[Opening Provided entries section]

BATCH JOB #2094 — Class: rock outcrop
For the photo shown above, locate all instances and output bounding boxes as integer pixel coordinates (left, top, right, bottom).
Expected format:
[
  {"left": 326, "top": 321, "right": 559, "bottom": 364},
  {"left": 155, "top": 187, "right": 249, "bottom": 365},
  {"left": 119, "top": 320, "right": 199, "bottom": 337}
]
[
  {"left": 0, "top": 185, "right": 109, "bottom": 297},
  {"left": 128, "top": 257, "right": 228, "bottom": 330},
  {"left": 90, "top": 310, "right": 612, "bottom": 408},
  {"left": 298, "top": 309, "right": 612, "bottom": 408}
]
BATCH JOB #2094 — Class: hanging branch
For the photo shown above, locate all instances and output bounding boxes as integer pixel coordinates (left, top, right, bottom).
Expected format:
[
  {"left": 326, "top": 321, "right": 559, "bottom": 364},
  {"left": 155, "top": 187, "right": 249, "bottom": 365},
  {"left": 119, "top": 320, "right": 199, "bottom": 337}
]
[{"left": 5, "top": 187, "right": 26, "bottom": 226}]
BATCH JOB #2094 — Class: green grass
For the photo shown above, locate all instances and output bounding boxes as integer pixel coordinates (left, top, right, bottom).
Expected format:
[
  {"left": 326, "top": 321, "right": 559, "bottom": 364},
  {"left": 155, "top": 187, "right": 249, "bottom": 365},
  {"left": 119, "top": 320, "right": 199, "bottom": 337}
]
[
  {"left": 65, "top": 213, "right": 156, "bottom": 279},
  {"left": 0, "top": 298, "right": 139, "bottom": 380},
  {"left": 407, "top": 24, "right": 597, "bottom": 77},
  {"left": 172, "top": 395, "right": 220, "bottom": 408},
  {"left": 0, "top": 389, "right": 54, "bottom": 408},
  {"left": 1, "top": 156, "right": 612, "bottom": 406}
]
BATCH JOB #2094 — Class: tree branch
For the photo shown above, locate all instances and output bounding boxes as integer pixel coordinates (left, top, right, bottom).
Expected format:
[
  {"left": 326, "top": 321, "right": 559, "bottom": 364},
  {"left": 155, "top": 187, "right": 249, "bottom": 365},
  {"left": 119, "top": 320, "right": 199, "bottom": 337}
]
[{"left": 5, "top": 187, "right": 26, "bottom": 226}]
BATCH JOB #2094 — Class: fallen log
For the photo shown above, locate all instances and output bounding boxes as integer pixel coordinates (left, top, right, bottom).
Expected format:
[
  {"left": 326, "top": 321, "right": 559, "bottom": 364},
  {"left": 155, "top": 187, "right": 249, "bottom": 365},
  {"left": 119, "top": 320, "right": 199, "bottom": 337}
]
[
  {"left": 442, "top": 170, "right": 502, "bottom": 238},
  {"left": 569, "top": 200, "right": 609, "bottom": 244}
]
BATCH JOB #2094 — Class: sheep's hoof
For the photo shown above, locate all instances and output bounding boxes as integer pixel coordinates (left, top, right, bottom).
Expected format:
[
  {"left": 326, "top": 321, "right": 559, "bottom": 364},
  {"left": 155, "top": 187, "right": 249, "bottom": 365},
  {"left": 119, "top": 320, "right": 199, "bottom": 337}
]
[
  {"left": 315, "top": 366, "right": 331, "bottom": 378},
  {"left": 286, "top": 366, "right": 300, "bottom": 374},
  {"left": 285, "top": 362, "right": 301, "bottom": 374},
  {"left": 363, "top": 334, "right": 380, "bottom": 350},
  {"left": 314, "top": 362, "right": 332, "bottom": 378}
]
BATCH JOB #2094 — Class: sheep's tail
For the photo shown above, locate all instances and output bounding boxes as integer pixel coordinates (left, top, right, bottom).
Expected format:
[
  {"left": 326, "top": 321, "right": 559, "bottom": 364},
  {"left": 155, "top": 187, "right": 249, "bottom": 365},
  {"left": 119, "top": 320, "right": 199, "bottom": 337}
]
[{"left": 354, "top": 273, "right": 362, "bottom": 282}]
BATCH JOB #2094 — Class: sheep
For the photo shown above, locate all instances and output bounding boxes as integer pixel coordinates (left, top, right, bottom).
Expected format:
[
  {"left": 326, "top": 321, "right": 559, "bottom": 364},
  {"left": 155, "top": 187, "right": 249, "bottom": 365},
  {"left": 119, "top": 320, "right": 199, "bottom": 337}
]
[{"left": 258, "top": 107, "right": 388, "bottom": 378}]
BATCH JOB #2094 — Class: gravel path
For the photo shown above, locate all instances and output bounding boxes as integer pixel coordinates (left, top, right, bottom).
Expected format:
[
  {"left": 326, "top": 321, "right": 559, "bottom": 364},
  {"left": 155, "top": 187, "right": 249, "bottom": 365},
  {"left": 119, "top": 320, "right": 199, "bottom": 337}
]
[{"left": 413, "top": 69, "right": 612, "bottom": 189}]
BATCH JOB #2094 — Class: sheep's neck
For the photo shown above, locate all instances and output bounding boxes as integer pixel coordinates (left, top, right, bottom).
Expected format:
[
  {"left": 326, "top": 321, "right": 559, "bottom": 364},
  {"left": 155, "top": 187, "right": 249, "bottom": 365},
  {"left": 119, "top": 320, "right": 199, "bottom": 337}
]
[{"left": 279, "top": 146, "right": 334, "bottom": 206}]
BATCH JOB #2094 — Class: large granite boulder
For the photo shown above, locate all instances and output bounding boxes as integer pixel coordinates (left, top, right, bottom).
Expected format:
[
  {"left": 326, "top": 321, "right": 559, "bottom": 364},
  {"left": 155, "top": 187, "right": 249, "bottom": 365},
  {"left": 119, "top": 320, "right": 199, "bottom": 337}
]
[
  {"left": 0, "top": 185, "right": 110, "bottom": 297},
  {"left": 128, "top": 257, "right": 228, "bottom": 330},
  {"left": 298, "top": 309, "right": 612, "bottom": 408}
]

[Closing Provided entries section]

- Exercise goal -
From beginning to end, the data must be duplicated exactly.

- Solution -
BATCH JOB #2094 — Class: rock outcrop
For the photo shown above, locate all instances and output bounding boxes as integer pixel coordinates (left, top, right, bottom).
Expected format:
[
  {"left": 326, "top": 321, "right": 559, "bottom": 364},
  {"left": 155, "top": 187, "right": 249, "bottom": 365},
  {"left": 119, "top": 320, "right": 199, "bottom": 337}
]
[
  {"left": 0, "top": 185, "right": 109, "bottom": 297},
  {"left": 128, "top": 257, "right": 228, "bottom": 330},
  {"left": 90, "top": 310, "right": 612, "bottom": 408},
  {"left": 298, "top": 309, "right": 612, "bottom": 408}
]
BATCH JOB #2094 — Class: hanging branch
For the photo shown above, locate all instances and output bounding boxes as integer pixel coordinates (left, top, right, bottom).
Expected format:
[
  {"left": 326, "top": 321, "right": 559, "bottom": 364},
  {"left": 155, "top": 187, "right": 249, "bottom": 365},
  {"left": 119, "top": 320, "right": 199, "bottom": 337}
]
[{"left": 5, "top": 187, "right": 26, "bottom": 226}]
BATCH JOB #2094 — Class: green grass
For the photo shown above, locate all instances and output bounding boxes as integer pixel coordinates (left, top, right, bottom).
Expected format:
[
  {"left": 326, "top": 321, "right": 559, "bottom": 364},
  {"left": 155, "top": 187, "right": 249, "bottom": 365},
  {"left": 119, "top": 320, "right": 199, "bottom": 337}
]
[
  {"left": 65, "top": 213, "right": 156, "bottom": 279},
  {"left": 0, "top": 298, "right": 139, "bottom": 380},
  {"left": 407, "top": 24, "right": 597, "bottom": 77},
  {"left": 172, "top": 395, "right": 220, "bottom": 408},
  {"left": 0, "top": 389, "right": 54, "bottom": 408},
  {"left": 1, "top": 156, "right": 612, "bottom": 406}
]
BATCH JOB #2094 — Class: tree branch
For the photo shown above, locate all instances and output bounding boxes as integer pixel coordinates (left, top, right, bottom).
Expected format:
[
  {"left": 326, "top": 321, "right": 559, "bottom": 364},
  {"left": 155, "top": 187, "right": 249, "bottom": 365},
  {"left": 119, "top": 320, "right": 199, "bottom": 337}
]
[{"left": 5, "top": 187, "right": 26, "bottom": 226}]
BATCH JOB #2094 — Class: fallen log
For the photo shown above, locate all instances and output bounding boxes as integer pixel coordinates (left, top, right, bottom).
Expected format:
[
  {"left": 326, "top": 321, "right": 559, "bottom": 364},
  {"left": 155, "top": 187, "right": 249, "bottom": 365},
  {"left": 119, "top": 320, "right": 199, "bottom": 337}
]
[
  {"left": 442, "top": 170, "right": 502, "bottom": 238},
  {"left": 569, "top": 200, "right": 609, "bottom": 244}
]
BATCH JOB #2094 — Class: sheep's hoof
For the photo shown above, locate all instances and output bounding boxes as integer pixel coordinates (left, top, right, bottom).
Expected format:
[
  {"left": 326, "top": 321, "right": 559, "bottom": 364},
  {"left": 155, "top": 187, "right": 249, "bottom": 365},
  {"left": 119, "top": 320, "right": 199, "bottom": 337}
]
[
  {"left": 315, "top": 366, "right": 331, "bottom": 378},
  {"left": 286, "top": 366, "right": 300, "bottom": 374},
  {"left": 285, "top": 362, "right": 301, "bottom": 374},
  {"left": 363, "top": 334, "right": 380, "bottom": 350},
  {"left": 314, "top": 362, "right": 332, "bottom": 378}
]
BATCH JOB #2094 — Class: sheep's tail
For the photo shown above, locate all instances and output bounding boxes as integer pixel coordinates (left, top, right, bottom).
Expected format:
[
  {"left": 326, "top": 321, "right": 559, "bottom": 364},
  {"left": 155, "top": 187, "right": 249, "bottom": 365},
  {"left": 119, "top": 320, "right": 199, "bottom": 337}
]
[{"left": 354, "top": 273, "right": 362, "bottom": 282}]
BATCH JOB #2094 — Class: sheep
For the photo shown above, locate all instances and output bounding boxes as integer pixel coordinates (left, top, right, bottom).
Expected format:
[
  {"left": 326, "top": 321, "right": 559, "bottom": 364},
  {"left": 155, "top": 187, "right": 249, "bottom": 365},
  {"left": 119, "top": 320, "right": 199, "bottom": 337}
]
[{"left": 258, "top": 107, "right": 388, "bottom": 378}]
BATCH JOB #2094 — Class: gravel path
For the photo shown above, locate all instances and output bounding boxes as integer pixel coordinates (left, top, right, bottom).
Expected format:
[
  {"left": 326, "top": 321, "right": 559, "bottom": 364},
  {"left": 155, "top": 187, "right": 249, "bottom": 365},
  {"left": 119, "top": 320, "right": 199, "bottom": 337}
]
[{"left": 413, "top": 69, "right": 612, "bottom": 189}]
BATCH JOB #2094 — Class: sheep's neck
For the photo shown above, locate all instances and output bounding boxes as integer pixel coordinates (left, top, right, bottom).
Expected format:
[
  {"left": 326, "top": 321, "right": 559, "bottom": 364},
  {"left": 155, "top": 187, "right": 249, "bottom": 365},
  {"left": 119, "top": 320, "right": 199, "bottom": 337}
]
[{"left": 279, "top": 146, "right": 334, "bottom": 206}]
BATCH JOB #2094 — Class: large granite boulder
For the photo shown above, locate all instances and output bounding boxes as integer pixel coordinates (left, top, right, bottom).
Expected format:
[
  {"left": 326, "top": 321, "right": 559, "bottom": 364},
  {"left": 155, "top": 187, "right": 249, "bottom": 365},
  {"left": 119, "top": 320, "right": 199, "bottom": 337}
]
[
  {"left": 0, "top": 185, "right": 110, "bottom": 297},
  {"left": 128, "top": 257, "right": 228, "bottom": 330},
  {"left": 298, "top": 309, "right": 612, "bottom": 408}
]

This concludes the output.